(Excerpts of location labeling data)
..........
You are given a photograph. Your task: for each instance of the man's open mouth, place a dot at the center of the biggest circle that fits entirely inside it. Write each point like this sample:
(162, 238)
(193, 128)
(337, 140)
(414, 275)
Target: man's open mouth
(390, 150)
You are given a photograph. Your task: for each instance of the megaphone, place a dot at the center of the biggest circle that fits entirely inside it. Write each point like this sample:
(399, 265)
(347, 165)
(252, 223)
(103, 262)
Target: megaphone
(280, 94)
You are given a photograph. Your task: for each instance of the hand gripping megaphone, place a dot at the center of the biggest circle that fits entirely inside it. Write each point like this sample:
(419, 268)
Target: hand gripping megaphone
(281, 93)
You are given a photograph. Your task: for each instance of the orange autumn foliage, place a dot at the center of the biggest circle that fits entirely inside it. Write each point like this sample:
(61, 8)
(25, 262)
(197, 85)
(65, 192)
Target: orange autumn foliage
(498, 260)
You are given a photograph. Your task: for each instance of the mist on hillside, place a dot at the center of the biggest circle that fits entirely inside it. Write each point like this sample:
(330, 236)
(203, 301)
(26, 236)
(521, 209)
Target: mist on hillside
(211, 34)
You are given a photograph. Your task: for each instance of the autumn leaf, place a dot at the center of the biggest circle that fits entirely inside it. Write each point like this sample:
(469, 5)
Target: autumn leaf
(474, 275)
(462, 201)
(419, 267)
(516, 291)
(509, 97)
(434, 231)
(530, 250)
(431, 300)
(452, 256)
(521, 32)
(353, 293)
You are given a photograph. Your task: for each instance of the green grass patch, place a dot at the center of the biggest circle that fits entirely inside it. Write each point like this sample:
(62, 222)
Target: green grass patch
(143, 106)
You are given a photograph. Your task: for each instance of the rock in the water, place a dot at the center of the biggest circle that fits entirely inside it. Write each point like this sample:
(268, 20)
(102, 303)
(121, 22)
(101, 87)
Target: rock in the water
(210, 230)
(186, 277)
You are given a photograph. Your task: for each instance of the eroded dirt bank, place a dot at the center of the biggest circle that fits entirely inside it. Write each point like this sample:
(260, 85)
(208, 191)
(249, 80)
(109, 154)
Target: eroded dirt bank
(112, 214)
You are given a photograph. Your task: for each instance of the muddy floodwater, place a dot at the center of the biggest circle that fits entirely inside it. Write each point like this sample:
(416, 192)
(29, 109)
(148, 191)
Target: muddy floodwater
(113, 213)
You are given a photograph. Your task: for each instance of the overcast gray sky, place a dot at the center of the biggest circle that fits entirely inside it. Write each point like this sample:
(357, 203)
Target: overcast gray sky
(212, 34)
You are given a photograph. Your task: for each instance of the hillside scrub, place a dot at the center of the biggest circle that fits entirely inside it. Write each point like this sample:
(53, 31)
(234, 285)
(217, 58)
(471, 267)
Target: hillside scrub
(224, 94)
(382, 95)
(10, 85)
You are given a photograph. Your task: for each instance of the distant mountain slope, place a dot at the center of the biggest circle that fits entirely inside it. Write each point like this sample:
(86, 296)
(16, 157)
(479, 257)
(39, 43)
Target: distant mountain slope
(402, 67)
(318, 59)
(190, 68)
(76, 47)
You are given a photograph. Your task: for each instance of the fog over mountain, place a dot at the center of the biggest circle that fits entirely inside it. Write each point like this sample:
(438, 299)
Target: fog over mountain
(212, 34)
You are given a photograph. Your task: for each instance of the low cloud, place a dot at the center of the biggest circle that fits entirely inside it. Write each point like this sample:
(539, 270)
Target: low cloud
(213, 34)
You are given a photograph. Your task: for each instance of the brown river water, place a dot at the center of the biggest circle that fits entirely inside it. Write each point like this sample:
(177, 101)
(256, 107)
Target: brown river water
..........
Short task
Write the material out again word for word.

Exercise output
You are given a photograph. Your task: for each instance of the man's open mouth, place a dot at the center of the biggest circle that fits entirely inside it. Write each point like this sample:
(162, 238)
(193, 128)
(337, 140)
(414, 275)
Target: man's open mouth
(390, 150)
You are given a photograph. Your task: for each instance of the megaphone, place a dot at the center of the biggest circle that fits entirely inside it. Write each point like this sample:
(399, 265)
(347, 165)
(252, 223)
(103, 262)
Target: megaphone
(280, 94)
You are given a photograph. Your task: for each instance of the hand gripping megaphone, place a dot at the center of the biggest circle that fits entirely inside it. Write each point like this sample:
(419, 268)
Target: hand gripping megaphone
(281, 93)
You are given a photograph. Your task: for each instance of the orange autumn foliage, place a dot at the center of the biggest circle that fits entirely inside it. Write each point like this sample:
(61, 8)
(25, 262)
(197, 85)
(65, 192)
Target: orange autumn foliage
(498, 260)
You are given a photograph. Your task: for each instance of the mist on hillside, place a dot at the center of the biggest circle that fits entirely inside it. Write each point like this sample:
(330, 236)
(203, 301)
(26, 236)
(521, 209)
Target: mist on hillside
(211, 34)
You are given a photograph. Your task: for each instance of the autumn leaf, place a dot at the center of the biggest circle that fits entirely inside it. Write each point like this sample:
(469, 5)
Target: autumn leaf
(474, 275)
(462, 201)
(419, 267)
(516, 291)
(509, 97)
(434, 231)
(530, 250)
(431, 300)
(452, 256)
(521, 32)
(353, 293)
You are given a photograph. Your task: for each instance of the green grass patch, place a dot at the center of the biggest circle that fits entirely inside it. Write each point like this sample:
(62, 222)
Target: green grass patch
(143, 106)
You are given a photograph. Your task: for each instance of the rock in the water, place a dot at the center of the biggest circle that fits entirely inside it. Write each point like this sample:
(268, 20)
(102, 303)
(121, 22)
(101, 87)
Target: rock in the water
(210, 230)
(186, 277)
You are given a photograph. Your task: for each instance of the eroded dirt bank, place a dot at the center of the biggest circle that fits entirely inside it. Write each point like this sample:
(260, 85)
(208, 191)
(249, 80)
(109, 154)
Target: eroded dirt bank
(112, 214)
You are given a photograph. Your task: for each instance of the muddy floodwater, place a dot at the center of the biggest circle that fits entirely inside it. Write each point like this sample:
(416, 192)
(29, 109)
(148, 191)
Target: muddy floodwater
(113, 213)
You are given a photograph. Your task: for each instance of the overcast gray sky, place a dot at the center of the biggest circle that fits entirely inside it. Write each point like this sample:
(357, 203)
Target: overcast gray sky
(212, 34)
You are given a photograph. Your task: for each instance of the hillside scrub, place a dot at the center of the biggest circle that fits entirely inside it. Write each point like this sample:
(53, 31)
(234, 285)
(217, 58)
(471, 267)
Target: hillside scrub
(224, 94)
(382, 95)
(10, 85)
You are given a photograph. Your task: for each instance of the distant mountain slope, place a dot at the center of the biggest circle that fits entirely inside it. Write each point like this sample:
(86, 296)
(16, 157)
(479, 257)
(39, 43)
Target: distant mountain slope
(402, 67)
(318, 59)
(190, 68)
(76, 47)
You are given a photograph. Your task: for each instance of the fog over mountain, place a dot at the center of the biggest circle that fits entirely inside it. Write each point like this sample:
(438, 299)
Target: fog over mountain
(212, 34)
You are given a photograph. Your task: for each instance of the low cloud, place a dot at the center of the biggest circle that fits entirely inside it. Write each point like this sample:
(539, 270)
Target: low cloud
(213, 34)
You are given a photograph. Your task: for each instance of the brown river water, place a dot at the center of the biggest circle that fits entirely inside it. Write each point like this sample:
(177, 101)
(256, 107)
Target: brown river water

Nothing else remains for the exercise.